[DOCUMENT start]

Category Archives: Study Notes

CML, VIRL or GNS3?

Cisco have confused me a little in the way they have brought their simulator to market. First it was VIRL and free, then CML was announced and the name change blamed on marketing. Now we have both. Here is a birds eye view of each for reference. I’ve also included GNS3 as it is worth considering if you’re in the market for an emulation tool.

VIRL

  • Part of the /dev/innovate program at Cisco
  • In Beta at the time of writing
  • Community supported
  • Runs on Linux KVM Hypervisor / OpenStack frontend
    • This can be installed bare metal or run via VMWare Fusion / Workstation / Player etc
  • Local hardware model (laptop / desktop)
  • Supports IOS, IOS-XE, IOS-XR and NX-OS
  • No Layer 2
  • Annual Licence either Academic or Personal ($80 or $200)
  • Capped at 15 nodes

CML

  • Corporate Edition
  • TAC Supported
  • Client / Server Model
  • IOSv only today
  • NXOS support roadmapped
  • Heavy server requirements
    • Min: 4 Core CPU / 16 GB RAM for basic 15 node limit
    • 16 Core CPU / 128 GB RAM for full 50 nodes
  • Server runs Ubuntu image
  • Java Client (oh Cisco, why do you try my patience so?)
  • $13,000 Base Install (15 node limit)
  • 5% discount for 50 nodes, 10% for 100
  • More pricing detail and other useful information here

All-in-One Virtual Machine

  • Free
  • Limited version of VIRL
  • 3 Node Development Environment for the Open Network Environment Platform Kit (onePK)
  • Designed to allow would-be app writers to develop and test their Apps

GNS3

  • Free
  • Community Supported via the GNS3 Jungle
  • Multi-Vendor – Cisco, Juniper, HP, Arista, Citrix and Brocade
  • L2 Supported using Cisco L2IOU Images (native on Linux / Solaris only, VMs on Windows / Mac)
    • Although features relying on L3 Hardware such as  L3 Etherchannel, ISL trunks, DHCP snooping, Private VLAN, SPAN/RSPAN/ERSPAN, Port-security, Voice VLANs, MLS QoS and QinQ won’t work
  • Supports any Cisco platforms available as a virtual machine using VitualBox or Qemu

 

 

6500 VSS

In this first post on VSS I’m just dumping my notes from a breakout session on VSS at Networkers back in January, mostly for my own reference.

Summary

  • Makes two switches look like one switch
  • although in theory a VSS domain could contain many switches – only 2 are allowed today
  • Requires a dedicated link between the switches called a VSL (Virtual Switch Link)
  • Note: virtual SWITCHING system, this isn’t a router technology.

[DOCUMENT end]
[DATASET start]

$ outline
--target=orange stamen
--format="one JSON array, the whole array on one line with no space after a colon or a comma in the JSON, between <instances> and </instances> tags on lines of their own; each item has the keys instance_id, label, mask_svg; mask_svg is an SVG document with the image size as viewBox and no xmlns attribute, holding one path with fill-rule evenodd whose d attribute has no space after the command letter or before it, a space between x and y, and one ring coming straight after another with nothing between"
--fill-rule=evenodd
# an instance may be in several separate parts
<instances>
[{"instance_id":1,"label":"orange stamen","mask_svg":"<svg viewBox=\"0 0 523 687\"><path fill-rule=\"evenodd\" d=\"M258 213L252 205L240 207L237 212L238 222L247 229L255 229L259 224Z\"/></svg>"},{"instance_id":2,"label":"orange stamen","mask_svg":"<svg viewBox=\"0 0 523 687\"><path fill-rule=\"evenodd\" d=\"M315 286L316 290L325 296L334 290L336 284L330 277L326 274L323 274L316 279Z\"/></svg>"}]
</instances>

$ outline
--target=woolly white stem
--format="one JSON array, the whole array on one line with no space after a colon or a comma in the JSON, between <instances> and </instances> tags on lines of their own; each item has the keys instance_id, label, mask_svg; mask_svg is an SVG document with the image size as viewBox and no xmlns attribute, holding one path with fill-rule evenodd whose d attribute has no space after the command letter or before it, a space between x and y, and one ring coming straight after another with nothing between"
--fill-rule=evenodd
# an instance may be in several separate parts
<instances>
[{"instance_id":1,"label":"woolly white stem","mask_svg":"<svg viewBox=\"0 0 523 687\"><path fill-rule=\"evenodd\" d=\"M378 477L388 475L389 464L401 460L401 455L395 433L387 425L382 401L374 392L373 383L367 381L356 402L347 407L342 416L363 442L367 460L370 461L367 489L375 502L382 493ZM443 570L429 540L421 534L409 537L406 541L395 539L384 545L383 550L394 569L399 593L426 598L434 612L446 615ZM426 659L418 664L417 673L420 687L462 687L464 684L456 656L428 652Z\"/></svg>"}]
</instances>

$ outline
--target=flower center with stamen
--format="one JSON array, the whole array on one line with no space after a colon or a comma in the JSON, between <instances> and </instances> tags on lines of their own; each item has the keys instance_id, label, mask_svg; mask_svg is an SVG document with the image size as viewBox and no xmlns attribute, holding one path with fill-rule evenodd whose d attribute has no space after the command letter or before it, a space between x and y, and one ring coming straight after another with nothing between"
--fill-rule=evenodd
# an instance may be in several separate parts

[DATASET end]
[DATASET start]

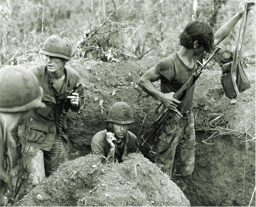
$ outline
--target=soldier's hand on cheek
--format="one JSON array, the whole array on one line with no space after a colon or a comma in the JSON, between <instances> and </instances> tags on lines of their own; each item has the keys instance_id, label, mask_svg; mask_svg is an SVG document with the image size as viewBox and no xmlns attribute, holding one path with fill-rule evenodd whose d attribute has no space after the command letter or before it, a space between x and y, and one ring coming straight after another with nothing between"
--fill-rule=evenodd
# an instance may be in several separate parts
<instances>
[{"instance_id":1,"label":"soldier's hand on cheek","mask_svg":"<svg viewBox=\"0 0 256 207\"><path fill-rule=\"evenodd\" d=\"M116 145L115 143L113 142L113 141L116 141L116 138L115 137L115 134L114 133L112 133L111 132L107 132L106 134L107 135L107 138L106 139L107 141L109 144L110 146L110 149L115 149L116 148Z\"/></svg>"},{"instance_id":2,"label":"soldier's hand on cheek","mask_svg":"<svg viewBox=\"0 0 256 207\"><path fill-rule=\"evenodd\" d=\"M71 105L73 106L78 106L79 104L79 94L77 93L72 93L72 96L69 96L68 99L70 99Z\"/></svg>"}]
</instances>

[DATASET end]
[DATASET start]

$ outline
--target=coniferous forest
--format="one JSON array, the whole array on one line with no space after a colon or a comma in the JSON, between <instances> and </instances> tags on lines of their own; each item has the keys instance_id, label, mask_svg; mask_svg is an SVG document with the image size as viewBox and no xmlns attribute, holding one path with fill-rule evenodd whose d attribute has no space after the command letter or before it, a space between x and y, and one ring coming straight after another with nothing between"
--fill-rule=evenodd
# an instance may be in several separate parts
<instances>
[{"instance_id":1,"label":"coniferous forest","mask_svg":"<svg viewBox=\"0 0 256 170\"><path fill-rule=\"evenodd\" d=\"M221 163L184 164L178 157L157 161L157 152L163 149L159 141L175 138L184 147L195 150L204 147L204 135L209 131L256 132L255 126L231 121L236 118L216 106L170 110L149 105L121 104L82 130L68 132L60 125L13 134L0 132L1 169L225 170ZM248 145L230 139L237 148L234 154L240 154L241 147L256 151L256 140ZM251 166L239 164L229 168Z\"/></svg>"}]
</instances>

[DATASET end]

JOBS →
(1) In the study notes on simulators and VSS, what minimum server hardware does CML need for its basic 15-node limit?
(2) Carry on with the study notes on simulators and VSS, starting after their last sentence.

ANSWERS TO THE PROBLEMS →
(1) A 4-core CPU and 16 GB of RAM.

(2)
  • One time conversion involving changes to rommon (or conf-reg?)
    • The switch will find the VSL config before parsing the startup-config file fully
  • Switches referred to as Switch1 and Switch2, nomenclature fixed at conversion
  • One config
  • Ports are renumbered like when you stack 3750s e.g. Te1/1/1 and Te2/4/4
  • Control Plane -> only one box active (the other supervisor has state STANDBY_HOT)
  • Data Plane -> both boxes active
  • VSS has a considerably longer boot time

Deployment considerations and best practices

  • Never ever just type reload (you will get a warning). Use redundancy reload peer | self or redundancy force-switchover. If you are on the console you’ll need to connect to the other sup. If you go ahead with the reload then both switches will reboot at the same time – probably something you never want to do in a redundant setup.
    • The console will be disabled on switch 2, but cable it up in case of failover (like a 6500 with dual sup)
  • Never ever use write erase. It will wipe the rommon var which sets VSS at startup. Use erase nvram instead.
  • NSF is off by default – switch this on. It replicates the RIB to the standby chassis and greatly speeds up failover as forwarding to non directly attached routes can continue
router ospf 1
 nsf
  • Etherchannel, CEF forwarding and L3 ECMP (Equal Cost Multipath) have both been modified to always favour local links.
    • In a DC the traffic isn’t very random so we may want a L4 EC hash algorithm
    • Sup720 has 3-bit RBH (result bundle has), Sup2T has 8-bit so the algorithm can be more even..
  • Use unique domain IDs for each VSS pair.  Unique across entire campus network.
    • some MAC addresses as well as the system-id are derived from this
    • h/w swap outs between domains could break things.
    • avoid issues with sup swaps with mac-address use-virtual. This will require a reboot so build it into the boiler plate config
    • Switch MAC addresses are taken from the active chassis but retained on failover
  • Use out of band mac sync: mac address-table synchronize
  • Always dual attach in and out of the VSS or you create a SPOF
    • VSL is there principally for virtualisation and will only be used for data if there isn’t a local path
  • If you understand dual sup SSO (Stateful SwitchOver) you can think of VSS as this, but with the redundant sup in its own chassis and with the line cards in the second chassis available to the active sup.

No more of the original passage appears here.